[Brief]: Gather every line in the rows below that contains the string "target", and copy each such line in full.

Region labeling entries
- - -

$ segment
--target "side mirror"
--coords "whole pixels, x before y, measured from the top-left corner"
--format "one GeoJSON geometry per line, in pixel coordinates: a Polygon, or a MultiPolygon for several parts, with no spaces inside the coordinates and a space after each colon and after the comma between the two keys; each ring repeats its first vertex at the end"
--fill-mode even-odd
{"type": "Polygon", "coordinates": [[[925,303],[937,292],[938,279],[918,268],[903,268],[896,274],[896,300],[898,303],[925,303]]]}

- - -

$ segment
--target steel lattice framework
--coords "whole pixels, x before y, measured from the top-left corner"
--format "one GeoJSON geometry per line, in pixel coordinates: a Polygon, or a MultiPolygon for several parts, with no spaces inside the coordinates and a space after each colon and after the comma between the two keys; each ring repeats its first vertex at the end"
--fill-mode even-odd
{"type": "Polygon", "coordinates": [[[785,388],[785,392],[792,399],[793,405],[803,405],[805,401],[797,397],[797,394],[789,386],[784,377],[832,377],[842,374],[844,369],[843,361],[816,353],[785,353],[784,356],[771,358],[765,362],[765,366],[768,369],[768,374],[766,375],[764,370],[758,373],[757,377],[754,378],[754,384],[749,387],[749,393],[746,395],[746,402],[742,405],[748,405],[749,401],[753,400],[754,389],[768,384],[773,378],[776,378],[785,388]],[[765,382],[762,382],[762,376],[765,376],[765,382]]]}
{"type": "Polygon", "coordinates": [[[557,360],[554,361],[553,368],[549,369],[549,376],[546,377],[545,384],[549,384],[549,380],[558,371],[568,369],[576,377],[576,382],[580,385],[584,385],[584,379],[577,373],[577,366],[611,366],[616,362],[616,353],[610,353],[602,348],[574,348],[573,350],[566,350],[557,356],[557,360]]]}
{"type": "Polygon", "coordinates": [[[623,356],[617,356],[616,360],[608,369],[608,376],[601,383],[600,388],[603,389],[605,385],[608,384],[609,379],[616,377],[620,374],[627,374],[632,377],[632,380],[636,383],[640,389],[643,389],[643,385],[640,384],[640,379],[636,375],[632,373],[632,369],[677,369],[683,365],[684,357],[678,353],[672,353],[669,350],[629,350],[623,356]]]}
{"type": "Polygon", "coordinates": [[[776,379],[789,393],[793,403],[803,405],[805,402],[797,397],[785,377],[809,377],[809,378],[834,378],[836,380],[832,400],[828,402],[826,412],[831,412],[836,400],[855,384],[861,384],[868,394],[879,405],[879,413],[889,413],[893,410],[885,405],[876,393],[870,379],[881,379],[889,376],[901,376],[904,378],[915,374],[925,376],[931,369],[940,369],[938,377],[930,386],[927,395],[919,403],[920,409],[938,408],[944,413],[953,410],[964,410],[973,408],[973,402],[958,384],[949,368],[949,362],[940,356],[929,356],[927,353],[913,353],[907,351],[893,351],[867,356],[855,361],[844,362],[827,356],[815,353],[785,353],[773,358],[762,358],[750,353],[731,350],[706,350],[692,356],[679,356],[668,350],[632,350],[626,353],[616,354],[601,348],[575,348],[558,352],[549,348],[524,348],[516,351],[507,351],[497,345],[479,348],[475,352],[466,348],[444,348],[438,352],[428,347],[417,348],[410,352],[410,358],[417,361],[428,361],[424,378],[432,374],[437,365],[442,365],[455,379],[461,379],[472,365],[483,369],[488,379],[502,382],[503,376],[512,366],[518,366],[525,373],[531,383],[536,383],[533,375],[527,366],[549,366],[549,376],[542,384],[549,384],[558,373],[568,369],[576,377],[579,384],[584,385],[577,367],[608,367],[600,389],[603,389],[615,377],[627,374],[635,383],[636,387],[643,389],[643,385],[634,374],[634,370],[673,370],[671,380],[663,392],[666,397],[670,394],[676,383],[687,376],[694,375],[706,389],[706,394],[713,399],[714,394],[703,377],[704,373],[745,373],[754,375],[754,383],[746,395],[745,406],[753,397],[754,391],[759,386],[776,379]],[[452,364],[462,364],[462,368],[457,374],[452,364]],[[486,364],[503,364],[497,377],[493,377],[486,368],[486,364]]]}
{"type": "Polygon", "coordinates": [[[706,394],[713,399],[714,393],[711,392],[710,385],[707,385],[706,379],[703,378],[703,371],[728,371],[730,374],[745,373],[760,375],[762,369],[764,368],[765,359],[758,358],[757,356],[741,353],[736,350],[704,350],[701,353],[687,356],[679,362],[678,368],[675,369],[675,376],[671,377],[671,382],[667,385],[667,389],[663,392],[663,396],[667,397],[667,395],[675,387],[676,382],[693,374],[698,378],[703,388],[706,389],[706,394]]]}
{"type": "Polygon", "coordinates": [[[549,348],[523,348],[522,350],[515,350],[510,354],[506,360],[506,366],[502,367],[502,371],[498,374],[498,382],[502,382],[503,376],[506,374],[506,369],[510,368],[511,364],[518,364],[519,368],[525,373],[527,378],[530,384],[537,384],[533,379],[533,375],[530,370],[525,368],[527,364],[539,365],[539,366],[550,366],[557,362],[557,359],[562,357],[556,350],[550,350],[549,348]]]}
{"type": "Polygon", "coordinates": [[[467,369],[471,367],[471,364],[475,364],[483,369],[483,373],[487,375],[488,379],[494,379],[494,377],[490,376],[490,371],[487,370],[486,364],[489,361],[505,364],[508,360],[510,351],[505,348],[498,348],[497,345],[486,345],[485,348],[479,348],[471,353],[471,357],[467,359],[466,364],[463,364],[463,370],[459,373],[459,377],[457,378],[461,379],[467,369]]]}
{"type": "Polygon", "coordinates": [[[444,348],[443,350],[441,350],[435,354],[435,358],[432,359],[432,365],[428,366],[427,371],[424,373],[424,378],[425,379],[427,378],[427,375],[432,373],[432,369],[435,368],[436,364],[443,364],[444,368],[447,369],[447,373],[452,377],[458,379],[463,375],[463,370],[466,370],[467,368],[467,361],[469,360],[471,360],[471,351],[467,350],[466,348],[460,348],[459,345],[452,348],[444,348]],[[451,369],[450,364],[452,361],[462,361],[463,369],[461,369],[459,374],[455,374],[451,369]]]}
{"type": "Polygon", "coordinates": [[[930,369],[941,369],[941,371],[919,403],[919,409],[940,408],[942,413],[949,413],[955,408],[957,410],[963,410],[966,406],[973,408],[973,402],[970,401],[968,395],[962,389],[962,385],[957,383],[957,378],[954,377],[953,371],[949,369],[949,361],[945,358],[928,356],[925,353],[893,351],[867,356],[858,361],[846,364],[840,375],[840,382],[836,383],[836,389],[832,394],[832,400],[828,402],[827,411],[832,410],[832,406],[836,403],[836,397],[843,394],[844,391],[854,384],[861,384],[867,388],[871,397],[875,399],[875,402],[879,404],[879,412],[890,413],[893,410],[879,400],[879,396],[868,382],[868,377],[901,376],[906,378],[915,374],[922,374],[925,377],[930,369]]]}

- - -

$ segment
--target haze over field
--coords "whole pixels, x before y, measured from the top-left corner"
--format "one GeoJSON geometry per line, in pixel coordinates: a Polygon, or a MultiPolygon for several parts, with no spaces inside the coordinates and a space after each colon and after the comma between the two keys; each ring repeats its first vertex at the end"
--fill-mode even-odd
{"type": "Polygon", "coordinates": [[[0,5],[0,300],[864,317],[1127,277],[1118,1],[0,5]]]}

- - -

[Full answer]:
--target "side mirror"
--target steel lattice framework
--target haze over field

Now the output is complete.